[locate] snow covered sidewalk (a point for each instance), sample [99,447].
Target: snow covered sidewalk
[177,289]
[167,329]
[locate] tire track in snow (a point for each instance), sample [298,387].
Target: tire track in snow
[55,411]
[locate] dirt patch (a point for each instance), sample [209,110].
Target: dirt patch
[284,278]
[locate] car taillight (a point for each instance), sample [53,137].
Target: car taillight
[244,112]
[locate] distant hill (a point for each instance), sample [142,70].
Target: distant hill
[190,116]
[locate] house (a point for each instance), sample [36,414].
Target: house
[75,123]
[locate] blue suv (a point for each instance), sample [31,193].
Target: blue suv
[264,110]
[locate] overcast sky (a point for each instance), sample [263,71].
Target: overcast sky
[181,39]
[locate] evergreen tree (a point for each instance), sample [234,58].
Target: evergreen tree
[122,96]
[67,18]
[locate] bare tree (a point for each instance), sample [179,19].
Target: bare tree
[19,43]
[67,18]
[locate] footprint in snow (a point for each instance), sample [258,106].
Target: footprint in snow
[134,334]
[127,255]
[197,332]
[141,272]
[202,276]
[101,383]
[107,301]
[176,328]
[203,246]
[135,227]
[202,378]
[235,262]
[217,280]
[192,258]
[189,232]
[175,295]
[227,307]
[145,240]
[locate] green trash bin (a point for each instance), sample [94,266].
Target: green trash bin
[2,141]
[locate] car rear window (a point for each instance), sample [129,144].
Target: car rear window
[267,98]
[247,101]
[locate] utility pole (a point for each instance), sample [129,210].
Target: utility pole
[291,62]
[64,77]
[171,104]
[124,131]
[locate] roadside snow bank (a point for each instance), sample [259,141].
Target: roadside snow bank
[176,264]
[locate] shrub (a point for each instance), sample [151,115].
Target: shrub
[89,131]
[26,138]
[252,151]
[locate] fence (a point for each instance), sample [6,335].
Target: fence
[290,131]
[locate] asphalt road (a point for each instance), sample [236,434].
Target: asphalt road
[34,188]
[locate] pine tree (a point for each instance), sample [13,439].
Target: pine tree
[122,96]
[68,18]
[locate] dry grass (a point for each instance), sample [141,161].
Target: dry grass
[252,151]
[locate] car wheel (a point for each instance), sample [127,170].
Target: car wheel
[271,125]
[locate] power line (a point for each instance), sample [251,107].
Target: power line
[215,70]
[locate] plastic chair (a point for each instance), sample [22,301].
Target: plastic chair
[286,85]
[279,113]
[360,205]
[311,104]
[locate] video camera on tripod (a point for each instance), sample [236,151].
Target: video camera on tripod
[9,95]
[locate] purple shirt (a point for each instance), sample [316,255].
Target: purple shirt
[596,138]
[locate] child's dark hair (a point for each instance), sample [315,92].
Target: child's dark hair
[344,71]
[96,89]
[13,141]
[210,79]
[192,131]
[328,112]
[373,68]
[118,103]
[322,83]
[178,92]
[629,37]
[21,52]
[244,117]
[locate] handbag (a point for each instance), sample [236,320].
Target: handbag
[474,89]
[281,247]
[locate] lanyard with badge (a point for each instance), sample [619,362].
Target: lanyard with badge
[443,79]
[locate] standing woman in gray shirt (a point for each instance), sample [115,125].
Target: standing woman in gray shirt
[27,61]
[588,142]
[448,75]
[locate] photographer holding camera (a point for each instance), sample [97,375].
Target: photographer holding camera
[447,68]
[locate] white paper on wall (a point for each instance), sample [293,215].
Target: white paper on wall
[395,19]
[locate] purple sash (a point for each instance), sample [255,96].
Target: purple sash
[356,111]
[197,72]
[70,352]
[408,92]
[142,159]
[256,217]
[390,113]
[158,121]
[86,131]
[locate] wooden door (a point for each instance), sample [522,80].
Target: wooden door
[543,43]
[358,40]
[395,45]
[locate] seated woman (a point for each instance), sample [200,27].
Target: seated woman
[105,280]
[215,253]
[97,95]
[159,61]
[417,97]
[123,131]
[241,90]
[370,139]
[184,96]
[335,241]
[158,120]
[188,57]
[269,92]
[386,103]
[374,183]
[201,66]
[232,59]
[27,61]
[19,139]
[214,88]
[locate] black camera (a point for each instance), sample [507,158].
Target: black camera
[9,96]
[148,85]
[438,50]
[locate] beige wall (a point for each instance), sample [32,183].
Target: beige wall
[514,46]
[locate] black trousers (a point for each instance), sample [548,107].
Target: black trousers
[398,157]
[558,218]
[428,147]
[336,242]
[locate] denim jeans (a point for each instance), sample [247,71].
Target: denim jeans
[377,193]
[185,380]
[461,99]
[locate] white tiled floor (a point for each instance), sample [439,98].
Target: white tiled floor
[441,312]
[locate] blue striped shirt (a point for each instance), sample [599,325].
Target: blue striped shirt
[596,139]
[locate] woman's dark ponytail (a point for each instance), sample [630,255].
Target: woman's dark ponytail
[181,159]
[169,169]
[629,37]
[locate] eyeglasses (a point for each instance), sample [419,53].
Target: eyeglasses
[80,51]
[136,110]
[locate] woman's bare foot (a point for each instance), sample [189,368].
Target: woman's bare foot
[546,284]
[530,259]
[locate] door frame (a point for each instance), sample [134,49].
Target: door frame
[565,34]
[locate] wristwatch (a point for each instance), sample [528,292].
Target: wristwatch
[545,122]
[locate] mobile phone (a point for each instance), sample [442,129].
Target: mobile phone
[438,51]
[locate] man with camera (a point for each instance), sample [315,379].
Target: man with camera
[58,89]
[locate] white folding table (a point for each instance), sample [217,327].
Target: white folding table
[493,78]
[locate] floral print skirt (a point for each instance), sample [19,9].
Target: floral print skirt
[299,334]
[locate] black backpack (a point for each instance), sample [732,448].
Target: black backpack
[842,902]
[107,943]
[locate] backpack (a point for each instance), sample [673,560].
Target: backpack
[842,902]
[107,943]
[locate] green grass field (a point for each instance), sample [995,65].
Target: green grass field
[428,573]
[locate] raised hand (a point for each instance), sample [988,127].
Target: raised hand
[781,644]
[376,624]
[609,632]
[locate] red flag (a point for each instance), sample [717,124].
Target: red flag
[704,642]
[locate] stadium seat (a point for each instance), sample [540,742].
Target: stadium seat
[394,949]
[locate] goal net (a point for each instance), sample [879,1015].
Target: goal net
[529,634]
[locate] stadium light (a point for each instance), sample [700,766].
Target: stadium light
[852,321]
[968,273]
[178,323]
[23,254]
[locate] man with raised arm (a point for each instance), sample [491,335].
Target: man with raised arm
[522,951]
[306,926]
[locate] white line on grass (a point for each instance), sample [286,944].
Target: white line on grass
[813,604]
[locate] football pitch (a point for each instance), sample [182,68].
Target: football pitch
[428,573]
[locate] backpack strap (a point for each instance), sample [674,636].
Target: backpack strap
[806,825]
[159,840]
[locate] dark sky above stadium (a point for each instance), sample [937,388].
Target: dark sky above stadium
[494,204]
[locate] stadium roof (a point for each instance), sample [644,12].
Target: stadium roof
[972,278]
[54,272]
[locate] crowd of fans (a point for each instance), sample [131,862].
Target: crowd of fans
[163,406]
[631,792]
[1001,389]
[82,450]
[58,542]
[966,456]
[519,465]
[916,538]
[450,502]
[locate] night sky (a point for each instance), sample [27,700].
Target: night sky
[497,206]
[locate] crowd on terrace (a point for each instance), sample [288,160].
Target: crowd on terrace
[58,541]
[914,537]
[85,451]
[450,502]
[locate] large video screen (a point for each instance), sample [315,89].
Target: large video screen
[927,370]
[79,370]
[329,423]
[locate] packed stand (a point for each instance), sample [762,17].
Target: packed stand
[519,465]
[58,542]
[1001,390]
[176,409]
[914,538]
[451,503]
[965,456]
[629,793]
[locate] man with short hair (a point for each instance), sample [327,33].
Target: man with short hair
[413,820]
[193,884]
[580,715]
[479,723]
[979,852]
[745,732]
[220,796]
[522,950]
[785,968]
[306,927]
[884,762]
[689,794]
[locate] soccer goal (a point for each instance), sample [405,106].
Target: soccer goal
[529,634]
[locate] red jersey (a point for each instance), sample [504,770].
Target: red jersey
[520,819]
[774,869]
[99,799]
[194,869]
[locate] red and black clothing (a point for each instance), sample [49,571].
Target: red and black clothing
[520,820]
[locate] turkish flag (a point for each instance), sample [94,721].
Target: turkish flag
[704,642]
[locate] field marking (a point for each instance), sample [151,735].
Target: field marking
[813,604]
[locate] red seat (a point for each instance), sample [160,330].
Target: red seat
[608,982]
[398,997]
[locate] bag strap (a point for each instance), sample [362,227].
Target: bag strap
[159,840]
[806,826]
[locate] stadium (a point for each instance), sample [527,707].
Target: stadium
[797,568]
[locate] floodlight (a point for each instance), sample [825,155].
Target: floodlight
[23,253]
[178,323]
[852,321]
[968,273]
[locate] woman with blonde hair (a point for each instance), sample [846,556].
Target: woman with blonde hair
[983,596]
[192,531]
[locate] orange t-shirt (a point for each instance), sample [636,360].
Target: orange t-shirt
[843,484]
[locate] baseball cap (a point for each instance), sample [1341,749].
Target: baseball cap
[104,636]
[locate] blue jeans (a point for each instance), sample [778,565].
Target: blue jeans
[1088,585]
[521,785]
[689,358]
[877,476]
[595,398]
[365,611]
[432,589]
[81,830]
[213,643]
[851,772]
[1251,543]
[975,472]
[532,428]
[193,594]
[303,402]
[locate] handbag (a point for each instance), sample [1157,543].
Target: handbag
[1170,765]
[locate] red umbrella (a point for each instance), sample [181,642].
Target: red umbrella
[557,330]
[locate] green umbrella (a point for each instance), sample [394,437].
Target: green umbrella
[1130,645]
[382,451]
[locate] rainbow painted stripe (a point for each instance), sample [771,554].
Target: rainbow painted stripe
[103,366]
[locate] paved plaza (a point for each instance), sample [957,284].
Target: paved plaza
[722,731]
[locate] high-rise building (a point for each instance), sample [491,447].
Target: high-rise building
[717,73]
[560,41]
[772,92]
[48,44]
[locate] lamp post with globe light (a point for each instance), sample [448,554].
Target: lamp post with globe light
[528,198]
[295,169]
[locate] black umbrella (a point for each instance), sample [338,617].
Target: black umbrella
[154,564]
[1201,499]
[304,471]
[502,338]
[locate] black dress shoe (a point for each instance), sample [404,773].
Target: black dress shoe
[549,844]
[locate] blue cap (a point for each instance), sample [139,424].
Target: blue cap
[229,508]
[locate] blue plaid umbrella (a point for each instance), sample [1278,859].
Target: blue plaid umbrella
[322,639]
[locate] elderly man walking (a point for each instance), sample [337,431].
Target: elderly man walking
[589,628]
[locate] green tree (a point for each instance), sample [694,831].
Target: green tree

^^^^^^^^

— Your goal —
One stretch of the lines above is wanted, from the line that contains "[locate] white paper" through the line that contains "[locate] denim jeans". Output it exactly.

— Response area —
[locate] white paper on wall (a point for each instance), sample [293,215].
Target: white paper on wall
[395,19]
[locate] purple sash (a point for each instance), sample [255,96].
Target: purple sash
[356,111]
[197,72]
[70,352]
[408,92]
[142,159]
[256,217]
[390,113]
[158,121]
[86,131]
[locate] wooden door (a point for each instance), sample [522,80].
Target: wooden door
[543,43]
[358,40]
[395,45]
[locate] seated woman (a point for each instance), sample [200,27].
Target: seated woman
[105,280]
[215,253]
[97,95]
[159,61]
[417,97]
[123,131]
[241,90]
[370,139]
[184,96]
[335,241]
[158,120]
[188,57]
[269,92]
[386,103]
[374,183]
[201,66]
[232,59]
[27,61]
[19,139]
[214,88]
[locate] black camera (a point for each instance), sample [507,158].
Target: black camera
[9,96]
[148,85]
[438,50]
[locate] beige wall (a point for each instance), sample [32,183].
Target: beige wall
[514,46]
[locate] black trousers (a point for each instance), sample [548,107].
Target: black trousers
[398,157]
[558,218]
[428,147]
[336,242]
[locate] denim jeans (a point for each instance), sample [247,71].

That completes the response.